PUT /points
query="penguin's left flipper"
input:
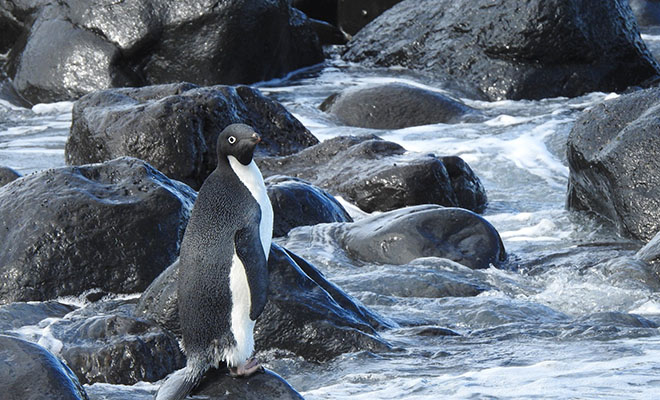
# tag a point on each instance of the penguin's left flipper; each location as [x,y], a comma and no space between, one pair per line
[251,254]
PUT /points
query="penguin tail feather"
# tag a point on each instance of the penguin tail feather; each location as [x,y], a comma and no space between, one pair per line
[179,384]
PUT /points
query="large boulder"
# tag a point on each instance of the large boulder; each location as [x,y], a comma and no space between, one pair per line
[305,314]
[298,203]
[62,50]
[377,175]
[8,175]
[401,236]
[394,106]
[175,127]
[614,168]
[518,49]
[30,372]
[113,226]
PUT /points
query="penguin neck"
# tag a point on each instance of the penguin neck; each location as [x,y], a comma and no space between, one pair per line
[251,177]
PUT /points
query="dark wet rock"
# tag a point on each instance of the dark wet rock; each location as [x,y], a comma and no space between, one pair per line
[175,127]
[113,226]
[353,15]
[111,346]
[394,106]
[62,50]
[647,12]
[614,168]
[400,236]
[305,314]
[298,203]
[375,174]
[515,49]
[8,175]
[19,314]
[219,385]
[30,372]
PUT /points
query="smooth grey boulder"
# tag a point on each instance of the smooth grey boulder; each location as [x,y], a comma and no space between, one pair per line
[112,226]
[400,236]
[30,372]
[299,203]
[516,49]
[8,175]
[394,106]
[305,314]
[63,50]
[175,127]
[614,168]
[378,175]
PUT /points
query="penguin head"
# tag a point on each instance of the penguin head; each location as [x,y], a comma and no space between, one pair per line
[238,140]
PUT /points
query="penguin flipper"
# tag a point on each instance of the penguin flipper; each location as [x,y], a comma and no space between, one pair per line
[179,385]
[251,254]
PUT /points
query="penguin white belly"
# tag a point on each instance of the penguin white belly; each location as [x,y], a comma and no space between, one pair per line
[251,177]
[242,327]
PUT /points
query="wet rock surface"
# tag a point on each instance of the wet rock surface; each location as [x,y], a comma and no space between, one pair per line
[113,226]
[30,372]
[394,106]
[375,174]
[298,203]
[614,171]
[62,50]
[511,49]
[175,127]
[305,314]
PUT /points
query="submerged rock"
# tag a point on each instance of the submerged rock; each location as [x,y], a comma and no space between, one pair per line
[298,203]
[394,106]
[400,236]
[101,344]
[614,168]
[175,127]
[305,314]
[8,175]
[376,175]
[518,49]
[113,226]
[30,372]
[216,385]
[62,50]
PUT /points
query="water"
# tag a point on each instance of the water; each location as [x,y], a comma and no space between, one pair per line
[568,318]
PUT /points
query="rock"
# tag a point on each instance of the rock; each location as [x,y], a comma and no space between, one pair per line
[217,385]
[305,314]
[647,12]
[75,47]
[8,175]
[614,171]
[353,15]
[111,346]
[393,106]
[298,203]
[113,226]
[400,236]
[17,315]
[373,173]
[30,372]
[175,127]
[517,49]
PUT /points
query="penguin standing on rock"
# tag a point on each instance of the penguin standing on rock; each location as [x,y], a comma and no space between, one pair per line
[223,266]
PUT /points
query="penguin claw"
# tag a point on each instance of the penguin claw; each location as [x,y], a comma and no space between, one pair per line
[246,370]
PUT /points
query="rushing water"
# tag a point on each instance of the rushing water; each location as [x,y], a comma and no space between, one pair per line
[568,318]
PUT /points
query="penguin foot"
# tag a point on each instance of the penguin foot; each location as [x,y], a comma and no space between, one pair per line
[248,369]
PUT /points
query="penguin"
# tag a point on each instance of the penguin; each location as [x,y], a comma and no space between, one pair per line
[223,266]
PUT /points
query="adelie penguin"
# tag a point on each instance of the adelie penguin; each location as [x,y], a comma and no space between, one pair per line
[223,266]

DIRECTION -> Print all of the entries word for word. Skip any images they contain.

SOLVED PROBLEM ->
PUT /points
query="penguin's left flipper"
input:
# tag a point on each instance of the penguin's left flipper; each location as [x,y], a comma and no space between, one pair per line
[251,254]
PUT /points
query="penguin tail feather"
# tag a point on each instance of the penguin tail feather; each location as [x,y], a comma and no space between, one pair per line
[179,384]
PUT /points
query="large boulder"
# tag a point on each instance of the large boulder; each location as [x,y], a comma and no space between, one pair per line
[305,314]
[298,203]
[62,50]
[377,175]
[8,175]
[401,236]
[394,106]
[175,127]
[614,168]
[518,49]
[30,372]
[113,226]
PUT /points
query="penguin neck"
# tag a point on each instance of the penguin neck; each location as [x,y], a comma and no space between, one pair per line
[251,177]
PUT /points
query="dark wet rock"
# tag a point on each instance of the dark wet rock; each location as [x,y], a comma and no space between, one pair per line
[175,127]
[113,226]
[353,15]
[111,346]
[394,106]
[62,50]
[647,12]
[614,168]
[400,236]
[305,314]
[298,203]
[375,174]
[515,49]
[8,175]
[19,314]
[219,385]
[30,372]
PUT /points
query="smooth grey boulder"
# tag a point on each instance of the smooth grey boulder; each location as [x,y], a comma and no space between, one pair per line
[112,226]
[400,236]
[30,372]
[299,203]
[516,49]
[8,175]
[394,106]
[305,314]
[63,50]
[175,127]
[614,168]
[378,175]
PUT /points
query="penguin head"
# tag a point on each instance of the penguin head; each location as [x,y], a comma and no space between, one pair per line
[238,140]
PUT /points
query="penguin flipper"
# tag a point on each instance of the penguin flipper; each location as [x,y], a comma and no space between, one pair per line
[179,385]
[251,254]
PUT /points
query="penguin white belly"
# tag a point on each instance of the penguin white belly; each location as [x,y], a comma and no space between, one pair per line
[251,177]
[242,327]
PUT /points
query="wet rock surface"
# tag a point on each instance of the wet rock surface; each location as [x,y], a comma and no space between, one pair per line
[113,226]
[30,372]
[394,106]
[375,174]
[298,203]
[614,171]
[62,50]
[511,49]
[175,127]
[305,314]
PUT /points
query="submerged rock"
# tag a point on each instance of the submerged rock; each location as [x,y], a comma and no space between, one pair per line
[298,203]
[394,106]
[400,236]
[101,344]
[614,168]
[175,127]
[305,314]
[8,175]
[376,175]
[518,49]
[113,226]
[30,372]
[216,385]
[62,50]
PUT /points
query="water"
# tag a point on each instance of the water; each location as [x,y], a comma and no space between, one pair per line
[568,318]
PUT /points
query="rock"
# tag a point on each instance of the rock; each location as [x,y], a comma and no space between, one pair per line
[217,385]
[305,314]
[647,12]
[75,47]
[8,175]
[614,171]
[353,15]
[111,346]
[393,106]
[298,203]
[113,226]
[400,236]
[17,315]
[373,173]
[30,372]
[175,127]
[517,49]
PUT /points
query="penguin standing on rock"
# tag a point on each instance of the penguin standing on rock; each location as [x,y], a comma and no space between, one pair per line
[223,266]
PUT /points
query="penguin claw"
# tag a point on each instance of the penguin claw; each location as [x,y], a comma and no space between, one pair per line
[246,370]
PUT /points
query="rushing water"
# tag a point on each instance of the rushing water; each location as [x,y], a comma and no space between, one pair per line
[568,318]
PUT /points
query="penguin foot"
# tag a point on each instance of the penguin foot; each location as [x,y], a comma and no space between, one pair per line
[248,369]
PUT /points
query="penguin"
# tag a point on each instance of the penguin; each location as [x,y], a comma and no space between, one pair per line
[223,266]
PUT /points
query="adelie penguin"
# tag a point on each instance of the adelie penguin; each location as [x,y], a comma and no space between, one pair per line
[223,266]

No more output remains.